- Free-text object descriptions -
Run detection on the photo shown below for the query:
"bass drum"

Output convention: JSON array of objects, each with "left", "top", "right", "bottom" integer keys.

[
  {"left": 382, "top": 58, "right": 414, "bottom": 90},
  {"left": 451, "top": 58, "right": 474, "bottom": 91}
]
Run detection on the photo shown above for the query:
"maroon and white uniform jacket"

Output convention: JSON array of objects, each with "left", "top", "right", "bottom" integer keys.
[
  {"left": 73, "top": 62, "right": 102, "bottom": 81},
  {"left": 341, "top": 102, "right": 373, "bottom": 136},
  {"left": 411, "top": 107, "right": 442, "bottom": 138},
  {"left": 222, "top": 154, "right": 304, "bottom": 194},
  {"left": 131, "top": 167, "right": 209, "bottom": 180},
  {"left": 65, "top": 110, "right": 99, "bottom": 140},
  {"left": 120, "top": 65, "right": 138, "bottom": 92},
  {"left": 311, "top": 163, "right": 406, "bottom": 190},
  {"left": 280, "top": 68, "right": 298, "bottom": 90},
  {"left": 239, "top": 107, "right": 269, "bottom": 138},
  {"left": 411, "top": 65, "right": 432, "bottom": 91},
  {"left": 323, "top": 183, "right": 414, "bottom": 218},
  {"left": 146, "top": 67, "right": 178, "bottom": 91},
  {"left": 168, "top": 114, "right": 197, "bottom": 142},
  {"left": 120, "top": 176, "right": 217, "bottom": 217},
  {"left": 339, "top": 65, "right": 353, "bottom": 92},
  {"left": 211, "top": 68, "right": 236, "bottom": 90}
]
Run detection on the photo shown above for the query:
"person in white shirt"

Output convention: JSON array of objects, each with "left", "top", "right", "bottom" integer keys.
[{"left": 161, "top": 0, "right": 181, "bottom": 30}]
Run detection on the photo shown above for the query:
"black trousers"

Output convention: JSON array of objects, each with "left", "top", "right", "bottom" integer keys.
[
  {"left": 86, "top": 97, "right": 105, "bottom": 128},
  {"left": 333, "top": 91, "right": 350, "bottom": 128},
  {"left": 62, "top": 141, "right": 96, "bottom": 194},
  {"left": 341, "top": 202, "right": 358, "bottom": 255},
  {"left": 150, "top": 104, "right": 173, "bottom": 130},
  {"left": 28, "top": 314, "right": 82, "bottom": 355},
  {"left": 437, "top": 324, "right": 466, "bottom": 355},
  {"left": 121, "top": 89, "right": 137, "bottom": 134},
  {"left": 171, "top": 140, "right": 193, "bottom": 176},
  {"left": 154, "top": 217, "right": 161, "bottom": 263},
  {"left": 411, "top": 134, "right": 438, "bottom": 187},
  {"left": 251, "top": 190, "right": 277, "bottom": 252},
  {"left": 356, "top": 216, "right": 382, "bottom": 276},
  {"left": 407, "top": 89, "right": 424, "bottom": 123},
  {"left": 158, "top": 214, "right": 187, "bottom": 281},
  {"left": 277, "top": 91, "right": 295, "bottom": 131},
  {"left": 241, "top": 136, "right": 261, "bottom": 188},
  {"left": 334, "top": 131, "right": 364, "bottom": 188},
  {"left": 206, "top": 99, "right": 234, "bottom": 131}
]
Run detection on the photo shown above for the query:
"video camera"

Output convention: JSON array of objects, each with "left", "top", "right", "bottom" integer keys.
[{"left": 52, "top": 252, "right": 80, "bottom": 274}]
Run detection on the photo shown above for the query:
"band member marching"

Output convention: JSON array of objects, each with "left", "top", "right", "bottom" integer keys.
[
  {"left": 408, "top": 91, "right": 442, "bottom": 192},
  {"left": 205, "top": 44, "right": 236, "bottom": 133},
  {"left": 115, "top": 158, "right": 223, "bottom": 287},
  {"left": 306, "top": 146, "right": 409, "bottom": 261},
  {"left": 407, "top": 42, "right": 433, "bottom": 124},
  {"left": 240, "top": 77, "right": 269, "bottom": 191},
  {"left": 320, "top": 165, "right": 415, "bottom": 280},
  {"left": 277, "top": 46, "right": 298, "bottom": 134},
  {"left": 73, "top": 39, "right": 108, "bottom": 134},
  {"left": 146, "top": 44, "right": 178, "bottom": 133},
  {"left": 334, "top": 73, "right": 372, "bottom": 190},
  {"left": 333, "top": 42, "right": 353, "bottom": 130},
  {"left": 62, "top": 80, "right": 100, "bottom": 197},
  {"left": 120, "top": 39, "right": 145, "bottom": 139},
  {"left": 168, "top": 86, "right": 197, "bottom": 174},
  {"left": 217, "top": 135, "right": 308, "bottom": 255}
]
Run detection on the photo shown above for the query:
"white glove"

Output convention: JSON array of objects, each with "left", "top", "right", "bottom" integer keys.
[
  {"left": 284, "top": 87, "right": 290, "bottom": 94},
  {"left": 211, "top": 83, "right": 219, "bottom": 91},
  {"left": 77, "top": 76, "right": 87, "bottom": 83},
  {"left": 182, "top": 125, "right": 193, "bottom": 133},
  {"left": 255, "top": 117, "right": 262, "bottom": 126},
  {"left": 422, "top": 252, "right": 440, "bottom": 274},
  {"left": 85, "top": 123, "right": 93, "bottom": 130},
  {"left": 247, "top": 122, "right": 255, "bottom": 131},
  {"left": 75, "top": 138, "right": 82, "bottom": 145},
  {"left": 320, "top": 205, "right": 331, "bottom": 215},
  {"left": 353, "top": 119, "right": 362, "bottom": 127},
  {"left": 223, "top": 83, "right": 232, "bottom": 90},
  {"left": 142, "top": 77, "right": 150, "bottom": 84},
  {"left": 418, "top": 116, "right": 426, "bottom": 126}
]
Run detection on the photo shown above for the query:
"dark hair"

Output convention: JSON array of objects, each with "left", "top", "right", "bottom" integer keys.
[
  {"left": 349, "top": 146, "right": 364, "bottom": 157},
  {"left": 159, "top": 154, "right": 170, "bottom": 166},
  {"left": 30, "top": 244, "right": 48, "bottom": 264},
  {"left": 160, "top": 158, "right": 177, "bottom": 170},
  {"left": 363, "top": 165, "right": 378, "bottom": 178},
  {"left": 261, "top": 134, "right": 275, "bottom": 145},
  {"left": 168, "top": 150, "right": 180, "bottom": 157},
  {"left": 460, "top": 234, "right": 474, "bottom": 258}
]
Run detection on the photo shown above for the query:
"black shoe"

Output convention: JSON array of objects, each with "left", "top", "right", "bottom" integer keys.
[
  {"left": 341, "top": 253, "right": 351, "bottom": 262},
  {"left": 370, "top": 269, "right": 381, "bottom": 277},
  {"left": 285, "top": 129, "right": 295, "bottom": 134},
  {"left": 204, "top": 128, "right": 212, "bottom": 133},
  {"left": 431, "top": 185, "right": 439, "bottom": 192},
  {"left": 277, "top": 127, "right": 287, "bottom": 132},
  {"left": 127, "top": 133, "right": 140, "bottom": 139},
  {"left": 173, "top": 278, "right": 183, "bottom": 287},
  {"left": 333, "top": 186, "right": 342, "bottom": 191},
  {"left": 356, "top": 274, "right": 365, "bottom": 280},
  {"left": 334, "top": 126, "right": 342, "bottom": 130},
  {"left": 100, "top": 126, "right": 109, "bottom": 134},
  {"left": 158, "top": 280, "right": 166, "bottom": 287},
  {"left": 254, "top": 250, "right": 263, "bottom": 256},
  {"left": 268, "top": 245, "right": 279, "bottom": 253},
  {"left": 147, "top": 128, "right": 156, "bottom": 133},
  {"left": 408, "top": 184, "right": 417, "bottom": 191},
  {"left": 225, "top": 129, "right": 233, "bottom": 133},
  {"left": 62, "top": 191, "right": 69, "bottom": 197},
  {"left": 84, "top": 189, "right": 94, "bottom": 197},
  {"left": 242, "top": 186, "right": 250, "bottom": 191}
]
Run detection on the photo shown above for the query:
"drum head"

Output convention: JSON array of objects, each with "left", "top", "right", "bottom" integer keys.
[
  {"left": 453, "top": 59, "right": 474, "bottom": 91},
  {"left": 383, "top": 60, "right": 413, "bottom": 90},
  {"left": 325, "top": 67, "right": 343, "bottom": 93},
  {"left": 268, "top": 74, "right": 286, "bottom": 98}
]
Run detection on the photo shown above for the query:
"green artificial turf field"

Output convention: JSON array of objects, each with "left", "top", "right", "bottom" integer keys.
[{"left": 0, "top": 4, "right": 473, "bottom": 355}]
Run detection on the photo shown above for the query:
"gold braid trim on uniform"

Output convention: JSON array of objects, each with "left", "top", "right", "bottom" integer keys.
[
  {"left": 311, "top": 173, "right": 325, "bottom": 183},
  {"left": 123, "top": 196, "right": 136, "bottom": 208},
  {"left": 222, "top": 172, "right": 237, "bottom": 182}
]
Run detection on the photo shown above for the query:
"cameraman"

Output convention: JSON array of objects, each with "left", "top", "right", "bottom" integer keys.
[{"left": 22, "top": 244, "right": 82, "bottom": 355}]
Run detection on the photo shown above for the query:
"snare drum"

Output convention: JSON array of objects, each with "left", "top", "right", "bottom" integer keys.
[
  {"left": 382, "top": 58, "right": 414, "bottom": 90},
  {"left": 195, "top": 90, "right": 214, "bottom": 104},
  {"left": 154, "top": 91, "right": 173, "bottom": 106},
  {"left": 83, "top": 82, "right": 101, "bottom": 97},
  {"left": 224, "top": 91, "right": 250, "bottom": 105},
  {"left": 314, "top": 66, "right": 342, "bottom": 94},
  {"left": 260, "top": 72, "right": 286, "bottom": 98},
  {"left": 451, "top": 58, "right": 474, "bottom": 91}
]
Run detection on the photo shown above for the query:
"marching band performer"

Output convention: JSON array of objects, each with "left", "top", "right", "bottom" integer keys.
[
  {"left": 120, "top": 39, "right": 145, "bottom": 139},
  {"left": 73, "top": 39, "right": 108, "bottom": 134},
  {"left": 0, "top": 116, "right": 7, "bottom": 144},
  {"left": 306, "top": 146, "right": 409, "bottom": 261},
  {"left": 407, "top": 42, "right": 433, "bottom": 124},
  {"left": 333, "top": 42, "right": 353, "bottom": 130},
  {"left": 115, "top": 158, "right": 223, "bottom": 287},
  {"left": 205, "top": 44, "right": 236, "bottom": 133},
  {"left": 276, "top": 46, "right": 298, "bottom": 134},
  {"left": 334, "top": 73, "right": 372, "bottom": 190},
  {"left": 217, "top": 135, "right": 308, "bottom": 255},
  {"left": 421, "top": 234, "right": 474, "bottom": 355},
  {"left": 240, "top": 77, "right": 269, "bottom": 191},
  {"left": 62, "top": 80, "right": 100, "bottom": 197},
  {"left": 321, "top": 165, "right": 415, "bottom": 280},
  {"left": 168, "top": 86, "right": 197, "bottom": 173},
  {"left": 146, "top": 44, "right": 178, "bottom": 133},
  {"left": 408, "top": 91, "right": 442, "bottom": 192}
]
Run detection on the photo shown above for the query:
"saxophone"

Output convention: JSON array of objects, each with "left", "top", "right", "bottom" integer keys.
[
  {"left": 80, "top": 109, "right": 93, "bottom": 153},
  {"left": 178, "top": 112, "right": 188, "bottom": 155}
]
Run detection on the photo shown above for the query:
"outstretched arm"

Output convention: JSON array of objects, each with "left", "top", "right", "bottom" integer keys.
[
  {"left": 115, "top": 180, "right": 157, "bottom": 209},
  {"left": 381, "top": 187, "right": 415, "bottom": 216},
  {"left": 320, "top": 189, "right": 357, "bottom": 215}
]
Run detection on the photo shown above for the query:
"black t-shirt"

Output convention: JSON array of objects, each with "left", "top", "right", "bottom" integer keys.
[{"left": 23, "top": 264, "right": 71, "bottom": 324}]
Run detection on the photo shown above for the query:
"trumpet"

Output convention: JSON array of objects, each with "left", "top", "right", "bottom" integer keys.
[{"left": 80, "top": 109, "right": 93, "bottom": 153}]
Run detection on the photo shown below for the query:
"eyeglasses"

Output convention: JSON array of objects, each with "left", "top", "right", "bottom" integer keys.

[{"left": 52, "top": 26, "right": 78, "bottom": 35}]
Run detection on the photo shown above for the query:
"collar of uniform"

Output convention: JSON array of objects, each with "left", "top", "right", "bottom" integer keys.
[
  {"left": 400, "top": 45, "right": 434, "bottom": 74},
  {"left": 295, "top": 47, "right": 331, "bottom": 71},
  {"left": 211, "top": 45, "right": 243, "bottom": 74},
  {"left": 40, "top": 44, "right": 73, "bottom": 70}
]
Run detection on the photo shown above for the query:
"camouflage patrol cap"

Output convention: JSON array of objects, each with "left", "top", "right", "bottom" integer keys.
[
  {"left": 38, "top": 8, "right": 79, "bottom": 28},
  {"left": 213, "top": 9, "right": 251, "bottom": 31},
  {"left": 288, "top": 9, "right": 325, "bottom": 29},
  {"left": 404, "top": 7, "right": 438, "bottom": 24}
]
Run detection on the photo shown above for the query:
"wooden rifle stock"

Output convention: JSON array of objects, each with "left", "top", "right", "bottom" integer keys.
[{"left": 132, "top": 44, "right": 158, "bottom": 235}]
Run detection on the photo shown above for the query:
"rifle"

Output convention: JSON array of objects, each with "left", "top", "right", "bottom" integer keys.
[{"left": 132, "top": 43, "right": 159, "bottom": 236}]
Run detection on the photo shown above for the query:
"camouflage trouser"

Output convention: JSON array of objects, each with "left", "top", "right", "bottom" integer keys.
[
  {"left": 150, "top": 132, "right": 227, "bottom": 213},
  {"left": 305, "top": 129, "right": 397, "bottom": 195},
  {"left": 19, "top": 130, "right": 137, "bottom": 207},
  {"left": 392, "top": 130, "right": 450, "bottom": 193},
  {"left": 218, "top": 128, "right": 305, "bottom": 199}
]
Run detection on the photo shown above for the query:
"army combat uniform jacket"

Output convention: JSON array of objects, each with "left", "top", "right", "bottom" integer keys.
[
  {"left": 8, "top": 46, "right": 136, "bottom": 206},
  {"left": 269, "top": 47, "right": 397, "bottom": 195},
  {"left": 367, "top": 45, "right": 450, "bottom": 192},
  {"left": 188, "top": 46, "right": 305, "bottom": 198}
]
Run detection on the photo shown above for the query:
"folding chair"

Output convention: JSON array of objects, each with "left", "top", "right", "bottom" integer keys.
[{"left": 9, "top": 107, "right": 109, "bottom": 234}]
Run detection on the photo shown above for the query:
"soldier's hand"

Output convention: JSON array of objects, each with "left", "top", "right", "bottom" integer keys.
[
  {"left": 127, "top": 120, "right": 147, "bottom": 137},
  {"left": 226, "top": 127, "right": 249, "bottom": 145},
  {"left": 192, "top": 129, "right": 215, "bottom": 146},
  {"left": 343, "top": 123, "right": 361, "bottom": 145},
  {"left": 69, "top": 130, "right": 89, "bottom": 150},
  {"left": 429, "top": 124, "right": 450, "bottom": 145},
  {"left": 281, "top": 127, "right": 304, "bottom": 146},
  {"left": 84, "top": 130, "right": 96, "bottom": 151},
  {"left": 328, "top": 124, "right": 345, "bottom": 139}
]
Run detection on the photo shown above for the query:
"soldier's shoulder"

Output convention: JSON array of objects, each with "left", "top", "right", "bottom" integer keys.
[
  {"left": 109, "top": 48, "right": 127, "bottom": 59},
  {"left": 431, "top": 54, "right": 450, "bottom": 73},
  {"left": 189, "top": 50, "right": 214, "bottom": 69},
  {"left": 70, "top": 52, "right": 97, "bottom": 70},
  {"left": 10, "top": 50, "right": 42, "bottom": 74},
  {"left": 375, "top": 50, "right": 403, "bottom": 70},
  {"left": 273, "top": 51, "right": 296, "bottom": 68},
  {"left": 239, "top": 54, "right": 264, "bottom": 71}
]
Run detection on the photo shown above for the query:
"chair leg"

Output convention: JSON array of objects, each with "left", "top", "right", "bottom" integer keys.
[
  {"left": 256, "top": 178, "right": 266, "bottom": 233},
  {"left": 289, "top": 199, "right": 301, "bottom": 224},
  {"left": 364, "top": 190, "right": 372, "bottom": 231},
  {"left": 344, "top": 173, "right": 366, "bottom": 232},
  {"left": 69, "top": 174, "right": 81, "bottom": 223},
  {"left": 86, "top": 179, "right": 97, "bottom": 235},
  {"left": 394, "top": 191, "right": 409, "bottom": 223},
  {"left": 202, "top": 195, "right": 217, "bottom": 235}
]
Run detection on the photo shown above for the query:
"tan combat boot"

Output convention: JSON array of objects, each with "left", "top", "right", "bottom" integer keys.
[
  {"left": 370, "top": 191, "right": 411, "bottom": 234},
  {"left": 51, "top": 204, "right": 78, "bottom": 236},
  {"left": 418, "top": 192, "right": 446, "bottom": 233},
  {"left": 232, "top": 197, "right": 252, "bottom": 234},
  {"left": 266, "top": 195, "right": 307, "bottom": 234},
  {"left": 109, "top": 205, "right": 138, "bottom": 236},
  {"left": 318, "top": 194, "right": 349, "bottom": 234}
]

- Assignment -
Copy each line in the entries above where "uniform" turns up.

- Reply to the exercise -
"maroon and white uniform jacket"
"gold braid trim on uniform"
"collar of uniform"
"army combat uniform jacket"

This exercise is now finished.